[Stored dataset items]

::::

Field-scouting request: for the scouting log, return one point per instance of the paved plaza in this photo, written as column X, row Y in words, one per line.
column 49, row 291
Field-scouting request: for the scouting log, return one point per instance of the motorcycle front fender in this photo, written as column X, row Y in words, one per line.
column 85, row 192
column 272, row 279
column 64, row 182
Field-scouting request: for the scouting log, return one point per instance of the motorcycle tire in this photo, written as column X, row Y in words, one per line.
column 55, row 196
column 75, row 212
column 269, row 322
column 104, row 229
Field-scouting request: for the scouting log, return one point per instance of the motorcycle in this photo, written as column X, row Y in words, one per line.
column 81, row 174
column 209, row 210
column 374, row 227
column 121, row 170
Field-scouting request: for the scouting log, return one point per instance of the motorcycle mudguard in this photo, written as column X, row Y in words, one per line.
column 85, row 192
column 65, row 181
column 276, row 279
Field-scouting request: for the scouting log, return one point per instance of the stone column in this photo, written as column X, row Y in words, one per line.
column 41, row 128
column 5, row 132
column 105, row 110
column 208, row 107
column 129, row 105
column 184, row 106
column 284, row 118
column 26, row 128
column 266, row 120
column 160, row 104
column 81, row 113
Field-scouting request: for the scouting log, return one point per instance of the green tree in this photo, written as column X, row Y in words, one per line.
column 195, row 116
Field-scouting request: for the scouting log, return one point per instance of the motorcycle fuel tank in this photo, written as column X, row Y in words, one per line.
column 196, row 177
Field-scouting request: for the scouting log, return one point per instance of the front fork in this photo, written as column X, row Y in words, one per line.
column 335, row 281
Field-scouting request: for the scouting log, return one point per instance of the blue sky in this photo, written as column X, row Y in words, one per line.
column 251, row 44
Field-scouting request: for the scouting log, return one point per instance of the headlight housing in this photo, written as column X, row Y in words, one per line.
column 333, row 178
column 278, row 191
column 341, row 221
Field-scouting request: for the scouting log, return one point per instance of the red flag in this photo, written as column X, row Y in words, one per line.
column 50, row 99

::::

Quote the records word for word, starting at the line that contains "the motorcycle in" and ending at the line that contains "column 196, row 177", with both of those lines included.

PROBLEM SOLUTION -
Field-scouting request: for the scouting log, return one point per instance of the motorcycle in this photo, written as column X, row Y in words, one per line.
column 81, row 174
column 209, row 210
column 374, row 227
column 121, row 170
Field-scouting request: for the scouting log, return one point per instance of the motorcycle mudguard in this photo, written as column X, row Y in words, one per line.
column 85, row 192
column 65, row 181
column 276, row 279
Field-scouting request: for the scouting log, return one point per instance of the stone column in this photo, written as column X, row Y in words, one per line.
column 41, row 128
column 5, row 132
column 105, row 110
column 208, row 107
column 129, row 105
column 184, row 106
column 284, row 118
column 26, row 128
column 266, row 120
column 160, row 104
column 81, row 113
Field-scouting request: for the scouting log, return one point per instance of the green tree in this photo, written as column X, row Y in words, one per line.
column 195, row 116
Field-scouting request: for the scouting log, return one point per instance of the motorcycle fuel tank in this photo, written as column X, row Y in words, one per line.
column 196, row 177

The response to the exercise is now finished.